Top of Records to process

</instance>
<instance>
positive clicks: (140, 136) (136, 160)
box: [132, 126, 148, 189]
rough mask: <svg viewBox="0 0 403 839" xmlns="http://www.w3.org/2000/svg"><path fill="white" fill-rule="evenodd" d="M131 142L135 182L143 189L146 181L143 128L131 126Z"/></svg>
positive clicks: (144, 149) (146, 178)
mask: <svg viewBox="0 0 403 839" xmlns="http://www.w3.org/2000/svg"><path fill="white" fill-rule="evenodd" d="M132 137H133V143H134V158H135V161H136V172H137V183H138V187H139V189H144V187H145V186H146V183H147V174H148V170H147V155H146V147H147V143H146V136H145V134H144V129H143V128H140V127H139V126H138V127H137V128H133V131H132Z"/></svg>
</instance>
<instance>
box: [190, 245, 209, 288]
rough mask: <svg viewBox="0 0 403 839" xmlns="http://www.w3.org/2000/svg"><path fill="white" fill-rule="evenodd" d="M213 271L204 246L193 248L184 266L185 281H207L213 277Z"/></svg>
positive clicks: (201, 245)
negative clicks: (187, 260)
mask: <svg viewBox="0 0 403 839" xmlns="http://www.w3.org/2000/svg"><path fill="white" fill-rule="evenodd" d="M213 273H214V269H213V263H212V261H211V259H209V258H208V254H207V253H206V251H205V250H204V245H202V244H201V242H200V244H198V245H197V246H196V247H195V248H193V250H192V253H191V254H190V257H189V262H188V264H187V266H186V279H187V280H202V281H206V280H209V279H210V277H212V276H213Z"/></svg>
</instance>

Bottom of Records to process

Required work: Set the entries down again, unchanged and complete.

Exercise answer:
</instance>
<instance>
positive clicks: (140, 136) (136, 160)
box: [132, 126, 148, 189]
rough mask: <svg viewBox="0 0 403 839" xmlns="http://www.w3.org/2000/svg"><path fill="white" fill-rule="evenodd" d="M131 142L135 182L143 189L146 181L143 128L131 126Z"/></svg>
positive clicks: (144, 149) (146, 178)
mask: <svg viewBox="0 0 403 839" xmlns="http://www.w3.org/2000/svg"><path fill="white" fill-rule="evenodd" d="M132 137H133V143H134V158H135V161H136V172H137V183H138V187H139V189H144V187H145V186H146V183H147V174H148V170H147V155H146V147H147V143H146V136H145V134H144V129H143V128H140V127H139V126H138V127H137V128H133V131H132Z"/></svg>
</instance>
<instance>
box: [190, 245, 209, 288]
rough mask: <svg viewBox="0 0 403 839" xmlns="http://www.w3.org/2000/svg"><path fill="white" fill-rule="evenodd" d="M213 271L204 246L193 248L184 266L185 281H207L213 277Z"/></svg>
positive clicks: (201, 245)
negative clicks: (187, 260)
mask: <svg viewBox="0 0 403 839" xmlns="http://www.w3.org/2000/svg"><path fill="white" fill-rule="evenodd" d="M213 273H214V269H213V263H212V261H211V259H209V258H208V254H207V253H206V251H205V250H204V245H202V244H201V242H200V244H198V245H197V246H196V247H195V248H193V250H192V253H191V254H190V257H189V262H188V264H187V266H186V279H187V280H202V281H206V280H209V279H210V277H212V276H213Z"/></svg>
</instance>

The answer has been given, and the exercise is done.